### TASK DIRECTIONS
Report each row below that contains the word "wooden", and copy every such row in full. Matching is case-sensitive.

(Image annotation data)
★ ★ ★ ★ ★

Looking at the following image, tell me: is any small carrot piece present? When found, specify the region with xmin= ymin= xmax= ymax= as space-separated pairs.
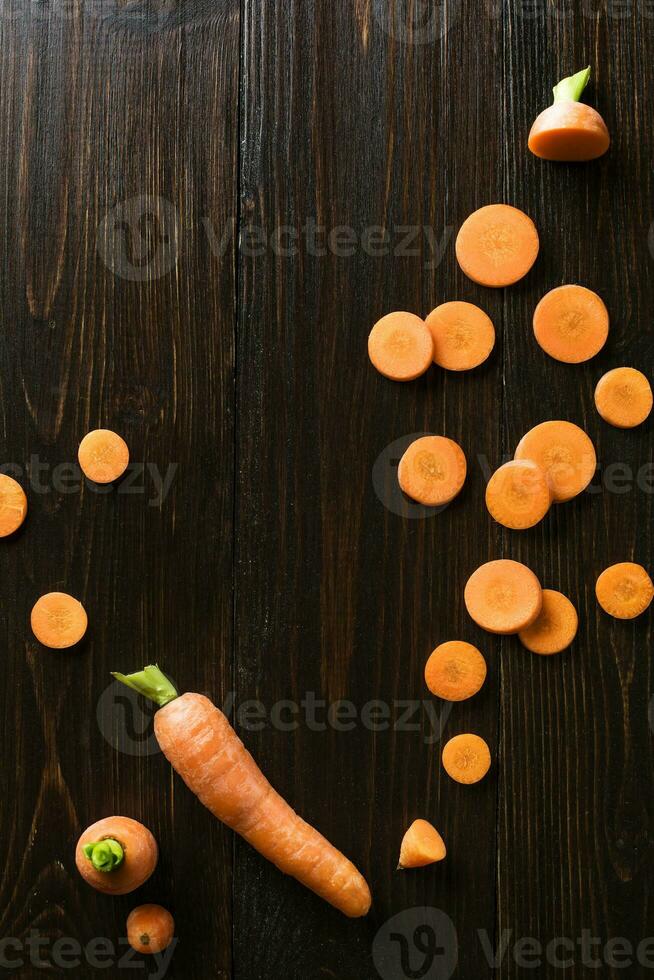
xmin=515 ymin=420 xmax=597 ymax=503
xmin=464 ymin=558 xmax=543 ymax=633
xmin=595 ymin=368 xmax=652 ymax=429
xmin=455 ymin=204 xmax=539 ymax=287
xmin=368 ymin=312 xmax=434 ymax=381
xmin=518 ymin=589 xmax=579 ymax=655
xmin=534 ymin=284 xmax=609 ymax=364
xmin=425 ymin=640 xmax=487 ymax=701
xmin=486 ymin=459 xmax=552 ymax=531
xmin=397 ymin=820 xmax=447 ymax=871
xmin=443 ymin=734 xmax=491 ymax=785
xmin=30 ymin=592 xmax=88 ymax=650
xmin=595 ymin=561 xmax=654 ymax=619
xmin=528 ymin=68 xmax=611 ymax=163
xmin=77 ymin=429 xmax=129 ymax=483
xmin=426 ymin=302 xmax=495 ymax=371
xmin=397 ymin=436 xmax=467 ymax=507
xmin=0 ymin=473 xmax=27 ymax=538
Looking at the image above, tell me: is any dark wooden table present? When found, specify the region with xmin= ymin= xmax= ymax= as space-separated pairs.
xmin=0 ymin=0 xmax=654 ymax=980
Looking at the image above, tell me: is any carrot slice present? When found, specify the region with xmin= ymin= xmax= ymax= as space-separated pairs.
xmin=595 ymin=561 xmax=654 ymax=619
xmin=464 ymin=558 xmax=543 ymax=633
xmin=425 ymin=640 xmax=487 ymax=701
xmin=515 ymin=420 xmax=597 ymax=503
xmin=456 ymin=204 xmax=539 ymax=287
xmin=397 ymin=436 xmax=467 ymax=507
xmin=486 ymin=459 xmax=552 ymax=531
xmin=443 ymin=734 xmax=491 ymax=785
xmin=595 ymin=368 xmax=652 ymax=429
xmin=31 ymin=592 xmax=88 ymax=650
xmin=534 ymin=285 xmax=609 ymax=364
xmin=519 ymin=589 xmax=579 ymax=654
xmin=368 ymin=312 xmax=434 ymax=381
xmin=0 ymin=473 xmax=27 ymax=538
xmin=77 ymin=429 xmax=129 ymax=483
xmin=397 ymin=820 xmax=447 ymax=871
xmin=426 ymin=301 xmax=495 ymax=371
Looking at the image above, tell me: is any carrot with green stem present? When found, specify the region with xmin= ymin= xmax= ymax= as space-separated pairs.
xmin=112 ymin=666 xmax=371 ymax=917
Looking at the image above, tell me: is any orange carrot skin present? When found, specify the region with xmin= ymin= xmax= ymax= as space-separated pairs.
xmin=154 ymin=694 xmax=371 ymax=918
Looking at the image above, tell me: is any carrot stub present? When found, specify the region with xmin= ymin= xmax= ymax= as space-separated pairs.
xmin=426 ymin=302 xmax=495 ymax=371
xmin=456 ymin=204 xmax=539 ymax=287
xmin=595 ymin=561 xmax=654 ymax=619
xmin=534 ymin=284 xmax=609 ymax=364
xmin=425 ymin=640 xmax=487 ymax=701
xmin=397 ymin=436 xmax=467 ymax=507
xmin=519 ymin=589 xmax=579 ymax=655
xmin=368 ymin=312 xmax=434 ymax=381
xmin=464 ymin=558 xmax=543 ymax=633
xmin=595 ymin=368 xmax=652 ymax=429
xmin=30 ymin=592 xmax=88 ymax=650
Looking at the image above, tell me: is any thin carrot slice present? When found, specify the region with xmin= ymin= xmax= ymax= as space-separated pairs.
xmin=486 ymin=459 xmax=552 ymax=531
xmin=397 ymin=820 xmax=447 ymax=871
xmin=443 ymin=734 xmax=491 ymax=785
xmin=534 ymin=285 xmax=609 ymax=364
xmin=397 ymin=436 xmax=467 ymax=507
xmin=515 ymin=420 xmax=597 ymax=503
xmin=425 ymin=640 xmax=487 ymax=701
xmin=426 ymin=302 xmax=495 ymax=371
xmin=456 ymin=204 xmax=539 ymax=287
xmin=595 ymin=368 xmax=652 ymax=429
xmin=519 ymin=589 xmax=579 ymax=655
xmin=464 ymin=558 xmax=543 ymax=633
xmin=0 ymin=473 xmax=27 ymax=538
xmin=77 ymin=429 xmax=129 ymax=483
xmin=368 ymin=312 xmax=434 ymax=381
xmin=595 ymin=561 xmax=654 ymax=619
xmin=31 ymin=592 xmax=88 ymax=650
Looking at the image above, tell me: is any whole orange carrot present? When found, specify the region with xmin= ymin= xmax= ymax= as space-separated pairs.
xmin=112 ymin=666 xmax=371 ymax=917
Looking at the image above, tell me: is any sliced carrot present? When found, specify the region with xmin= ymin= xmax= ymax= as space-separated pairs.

★ ★ ★ ★ ★

### FULL RESPONSE
Looking at the image above, tell me: is any dark wooden table present? When found, specify the region with xmin= ymin= xmax= ymax= as space-separated pairs.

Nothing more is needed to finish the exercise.